* _Given task_
Please reproduce the rows below verbatim, from the first line through the line containing "98 67 L 101".
═══ Data for the task
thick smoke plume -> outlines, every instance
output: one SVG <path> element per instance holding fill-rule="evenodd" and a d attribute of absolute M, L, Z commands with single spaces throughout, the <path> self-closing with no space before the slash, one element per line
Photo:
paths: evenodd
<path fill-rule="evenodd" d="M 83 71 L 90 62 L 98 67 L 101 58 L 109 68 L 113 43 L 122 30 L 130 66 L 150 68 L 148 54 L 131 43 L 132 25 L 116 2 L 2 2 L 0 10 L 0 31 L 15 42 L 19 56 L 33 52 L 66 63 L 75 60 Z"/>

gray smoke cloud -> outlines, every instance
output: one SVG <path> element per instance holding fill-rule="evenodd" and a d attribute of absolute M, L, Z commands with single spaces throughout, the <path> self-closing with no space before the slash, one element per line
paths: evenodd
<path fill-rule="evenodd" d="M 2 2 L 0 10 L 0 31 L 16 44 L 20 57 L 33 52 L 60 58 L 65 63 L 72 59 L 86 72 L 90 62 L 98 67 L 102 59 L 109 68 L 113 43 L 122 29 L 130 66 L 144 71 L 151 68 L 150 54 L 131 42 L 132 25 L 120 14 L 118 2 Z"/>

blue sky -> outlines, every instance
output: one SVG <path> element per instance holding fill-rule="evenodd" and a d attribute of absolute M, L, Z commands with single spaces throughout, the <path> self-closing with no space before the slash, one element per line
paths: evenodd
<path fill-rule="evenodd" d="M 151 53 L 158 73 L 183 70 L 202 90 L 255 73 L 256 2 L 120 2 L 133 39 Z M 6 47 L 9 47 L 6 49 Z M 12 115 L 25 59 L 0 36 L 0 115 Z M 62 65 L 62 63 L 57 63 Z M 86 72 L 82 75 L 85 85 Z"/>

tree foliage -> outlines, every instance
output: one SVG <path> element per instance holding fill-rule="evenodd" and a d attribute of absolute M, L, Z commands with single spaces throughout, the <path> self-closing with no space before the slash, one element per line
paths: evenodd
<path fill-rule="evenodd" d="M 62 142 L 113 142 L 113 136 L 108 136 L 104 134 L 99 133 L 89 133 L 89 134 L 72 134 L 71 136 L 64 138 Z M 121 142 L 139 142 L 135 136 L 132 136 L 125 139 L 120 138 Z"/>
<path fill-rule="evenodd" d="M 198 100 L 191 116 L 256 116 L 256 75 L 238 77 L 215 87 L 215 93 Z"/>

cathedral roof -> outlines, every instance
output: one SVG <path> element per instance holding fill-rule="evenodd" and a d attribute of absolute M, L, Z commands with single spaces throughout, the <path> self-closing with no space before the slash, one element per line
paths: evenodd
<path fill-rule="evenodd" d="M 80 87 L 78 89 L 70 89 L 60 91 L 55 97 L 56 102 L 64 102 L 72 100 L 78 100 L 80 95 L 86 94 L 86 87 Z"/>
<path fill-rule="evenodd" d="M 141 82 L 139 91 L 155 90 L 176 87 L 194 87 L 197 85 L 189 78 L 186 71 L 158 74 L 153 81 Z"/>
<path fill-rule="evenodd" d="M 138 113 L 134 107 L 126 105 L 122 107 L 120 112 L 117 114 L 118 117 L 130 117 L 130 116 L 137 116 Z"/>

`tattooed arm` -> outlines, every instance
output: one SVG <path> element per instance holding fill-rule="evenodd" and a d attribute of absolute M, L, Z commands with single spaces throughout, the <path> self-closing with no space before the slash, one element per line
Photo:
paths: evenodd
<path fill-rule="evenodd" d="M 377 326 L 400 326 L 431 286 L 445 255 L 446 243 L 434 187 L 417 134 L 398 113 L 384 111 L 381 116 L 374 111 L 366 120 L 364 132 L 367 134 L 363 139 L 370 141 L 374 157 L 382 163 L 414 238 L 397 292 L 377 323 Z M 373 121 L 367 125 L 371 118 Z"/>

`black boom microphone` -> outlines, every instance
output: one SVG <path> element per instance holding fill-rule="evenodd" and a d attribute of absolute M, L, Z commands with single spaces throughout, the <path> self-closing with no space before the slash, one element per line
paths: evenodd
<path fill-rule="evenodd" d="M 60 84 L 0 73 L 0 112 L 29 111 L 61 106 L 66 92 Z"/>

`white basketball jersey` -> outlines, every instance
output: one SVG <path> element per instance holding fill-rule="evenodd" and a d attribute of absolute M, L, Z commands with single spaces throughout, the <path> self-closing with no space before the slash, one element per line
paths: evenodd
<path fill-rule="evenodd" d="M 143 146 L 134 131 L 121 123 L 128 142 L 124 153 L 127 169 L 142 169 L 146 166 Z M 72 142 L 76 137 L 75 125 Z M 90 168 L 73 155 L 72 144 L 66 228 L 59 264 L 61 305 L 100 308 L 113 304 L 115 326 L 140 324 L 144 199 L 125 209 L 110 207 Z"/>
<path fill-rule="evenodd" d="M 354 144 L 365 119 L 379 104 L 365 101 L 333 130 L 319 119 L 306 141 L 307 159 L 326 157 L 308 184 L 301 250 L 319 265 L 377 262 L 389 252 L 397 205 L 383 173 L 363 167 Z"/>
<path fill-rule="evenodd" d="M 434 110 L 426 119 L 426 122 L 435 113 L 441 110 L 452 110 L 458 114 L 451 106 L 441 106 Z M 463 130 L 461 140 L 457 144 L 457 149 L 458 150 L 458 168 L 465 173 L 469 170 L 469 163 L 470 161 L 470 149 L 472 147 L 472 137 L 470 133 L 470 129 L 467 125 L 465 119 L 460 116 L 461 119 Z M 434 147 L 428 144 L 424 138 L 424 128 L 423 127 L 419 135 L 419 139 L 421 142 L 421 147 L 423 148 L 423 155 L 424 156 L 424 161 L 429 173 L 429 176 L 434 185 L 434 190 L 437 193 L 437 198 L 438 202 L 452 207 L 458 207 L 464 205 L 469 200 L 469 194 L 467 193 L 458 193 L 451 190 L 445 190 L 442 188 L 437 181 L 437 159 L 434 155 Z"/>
══════
* _Answer to the task_
thick smoke plume -> outlines, every instance
output: one SVG <path> element per instance holding fill-rule="evenodd" and a d attribute of absolute M, L, Z commands with single spaces throughout, the <path> self-closing with no space before the slash, one element per line
Photo:
paths: evenodd
<path fill-rule="evenodd" d="M 83 71 L 90 62 L 98 67 L 101 58 L 109 68 L 113 43 L 122 30 L 130 66 L 150 68 L 148 54 L 131 43 L 132 25 L 116 2 L 2 2 L 0 10 L 0 31 L 15 42 L 19 56 L 33 52 L 66 63 L 75 60 Z"/>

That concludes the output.